- _Exercise prompt_: The records below are to be duplicated exactly as they appear.

- _Saved entries_:
#####

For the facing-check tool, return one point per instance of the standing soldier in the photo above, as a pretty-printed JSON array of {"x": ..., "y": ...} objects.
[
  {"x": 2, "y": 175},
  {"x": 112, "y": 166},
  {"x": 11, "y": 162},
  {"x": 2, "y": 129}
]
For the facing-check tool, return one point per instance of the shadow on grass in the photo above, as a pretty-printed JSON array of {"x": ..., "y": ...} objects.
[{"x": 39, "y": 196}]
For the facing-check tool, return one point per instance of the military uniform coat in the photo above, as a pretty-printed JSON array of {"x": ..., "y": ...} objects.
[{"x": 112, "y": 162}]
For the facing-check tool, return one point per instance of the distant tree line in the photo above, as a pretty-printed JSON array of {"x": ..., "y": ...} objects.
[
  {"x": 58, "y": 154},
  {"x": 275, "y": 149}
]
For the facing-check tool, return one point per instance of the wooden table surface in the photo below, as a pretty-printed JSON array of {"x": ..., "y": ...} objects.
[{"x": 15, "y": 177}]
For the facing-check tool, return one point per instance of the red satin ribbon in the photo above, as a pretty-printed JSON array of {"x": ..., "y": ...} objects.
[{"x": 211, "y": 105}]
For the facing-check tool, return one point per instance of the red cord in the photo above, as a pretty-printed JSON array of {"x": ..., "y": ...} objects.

#####

- _Exercise output_:
For the facing-check tool, return one point per instance of the standing soldier in the photo above, as a pretty-printed JSON array of {"x": ..., "y": ...} objects.
[
  {"x": 2, "y": 175},
  {"x": 112, "y": 166},
  {"x": 11, "y": 162},
  {"x": 2, "y": 129}
]
For the facing-check tool, return one point per instance of the shadow on grass in the photo above, as a pretty-printed JSON array of {"x": ..., "y": ...} objects.
[{"x": 39, "y": 196}]
For the facing-check tool, return one point per instance of the military uniform coat in the photo above, as a pretty-printed JSON array of {"x": ..., "y": ...} objects.
[{"x": 112, "y": 162}]
For the facing-check tool, return one point per instance of the distant tree line in the photo above, as a pretty-printed JSON array of {"x": ..., "y": ...} objects.
[
  {"x": 58, "y": 154},
  {"x": 275, "y": 149}
]
For the facing-check tool, return one point per instance of the wooden table surface in the photo below, as a pretty-printed JSON array of {"x": ..., "y": ...} objects.
[{"x": 15, "y": 177}]
For the facing-check tool, return one point per instance of the red satin ribbon in the photo above, as a pretty-printed JSON array of {"x": ..., "y": ...} objects.
[{"x": 211, "y": 105}]
For the facing-check tool, return one point per instance of the red cord in the photo above, as a pretty-printed JSON array of {"x": ..., "y": ...} objects.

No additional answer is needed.